> [SUPPLIED MATERIAL]:
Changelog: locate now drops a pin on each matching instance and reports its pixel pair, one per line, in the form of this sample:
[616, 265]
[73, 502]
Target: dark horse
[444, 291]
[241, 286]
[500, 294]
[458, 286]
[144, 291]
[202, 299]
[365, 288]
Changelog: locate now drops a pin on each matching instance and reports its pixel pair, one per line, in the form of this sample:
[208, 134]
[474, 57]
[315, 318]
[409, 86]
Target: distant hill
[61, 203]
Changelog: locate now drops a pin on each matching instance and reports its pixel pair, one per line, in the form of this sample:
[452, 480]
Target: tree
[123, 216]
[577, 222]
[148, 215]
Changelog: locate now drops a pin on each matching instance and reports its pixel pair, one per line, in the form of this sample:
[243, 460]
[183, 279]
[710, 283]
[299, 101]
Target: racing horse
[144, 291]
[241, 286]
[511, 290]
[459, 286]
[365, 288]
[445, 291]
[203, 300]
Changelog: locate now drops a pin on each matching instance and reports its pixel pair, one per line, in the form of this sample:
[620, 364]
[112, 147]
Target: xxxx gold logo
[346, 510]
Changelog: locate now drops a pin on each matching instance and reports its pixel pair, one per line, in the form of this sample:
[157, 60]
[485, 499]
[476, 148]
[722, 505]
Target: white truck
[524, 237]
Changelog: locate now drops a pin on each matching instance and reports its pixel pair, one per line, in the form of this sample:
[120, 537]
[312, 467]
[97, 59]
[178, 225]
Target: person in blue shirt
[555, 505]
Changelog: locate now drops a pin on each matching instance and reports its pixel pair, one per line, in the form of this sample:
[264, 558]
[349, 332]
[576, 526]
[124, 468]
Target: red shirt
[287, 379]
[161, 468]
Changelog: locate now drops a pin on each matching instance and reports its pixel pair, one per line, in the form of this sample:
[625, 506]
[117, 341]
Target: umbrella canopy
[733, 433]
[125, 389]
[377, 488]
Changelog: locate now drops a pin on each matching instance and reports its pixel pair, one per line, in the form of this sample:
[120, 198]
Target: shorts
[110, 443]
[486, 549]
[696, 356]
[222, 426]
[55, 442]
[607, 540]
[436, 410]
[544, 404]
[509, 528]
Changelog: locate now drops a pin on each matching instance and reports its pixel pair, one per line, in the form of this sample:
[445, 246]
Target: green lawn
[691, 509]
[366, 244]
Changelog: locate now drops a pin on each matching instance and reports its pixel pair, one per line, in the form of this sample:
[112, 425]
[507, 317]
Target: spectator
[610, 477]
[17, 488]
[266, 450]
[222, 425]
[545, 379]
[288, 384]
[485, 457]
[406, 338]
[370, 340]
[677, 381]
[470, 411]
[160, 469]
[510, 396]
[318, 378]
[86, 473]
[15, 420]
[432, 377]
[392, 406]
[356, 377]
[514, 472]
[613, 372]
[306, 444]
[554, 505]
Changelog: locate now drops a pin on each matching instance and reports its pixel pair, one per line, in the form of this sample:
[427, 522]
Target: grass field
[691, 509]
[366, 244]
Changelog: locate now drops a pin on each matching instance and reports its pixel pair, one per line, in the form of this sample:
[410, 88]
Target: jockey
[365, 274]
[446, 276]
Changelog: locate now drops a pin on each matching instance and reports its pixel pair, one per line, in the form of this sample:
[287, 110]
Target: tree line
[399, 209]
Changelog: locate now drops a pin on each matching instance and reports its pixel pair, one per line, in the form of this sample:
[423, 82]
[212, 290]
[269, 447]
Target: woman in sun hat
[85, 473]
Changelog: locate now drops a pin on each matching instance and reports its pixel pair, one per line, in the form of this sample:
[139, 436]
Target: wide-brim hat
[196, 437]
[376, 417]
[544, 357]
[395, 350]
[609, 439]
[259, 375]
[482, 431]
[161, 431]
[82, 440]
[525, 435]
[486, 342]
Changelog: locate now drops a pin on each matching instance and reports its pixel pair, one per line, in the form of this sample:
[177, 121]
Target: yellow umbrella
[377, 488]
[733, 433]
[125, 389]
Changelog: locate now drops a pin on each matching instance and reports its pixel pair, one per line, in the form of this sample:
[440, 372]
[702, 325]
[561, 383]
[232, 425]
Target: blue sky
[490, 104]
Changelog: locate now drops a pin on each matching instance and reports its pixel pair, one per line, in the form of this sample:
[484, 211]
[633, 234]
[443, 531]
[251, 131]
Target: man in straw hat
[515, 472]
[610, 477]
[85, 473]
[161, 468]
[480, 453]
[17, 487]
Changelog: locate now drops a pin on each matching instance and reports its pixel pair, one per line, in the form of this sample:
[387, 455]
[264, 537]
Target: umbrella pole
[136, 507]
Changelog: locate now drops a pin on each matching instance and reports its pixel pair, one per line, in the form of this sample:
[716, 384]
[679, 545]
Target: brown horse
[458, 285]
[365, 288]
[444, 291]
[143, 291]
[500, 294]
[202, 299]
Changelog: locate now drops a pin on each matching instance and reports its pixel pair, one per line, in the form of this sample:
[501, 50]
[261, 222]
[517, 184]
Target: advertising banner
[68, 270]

> [STATED EXERCISE]:
Copy out every line of the records that contains the string "horse". Case counts.

> [WORKED ANSWER]:
Target: dark horse
Target: racing horse
Target: brown horse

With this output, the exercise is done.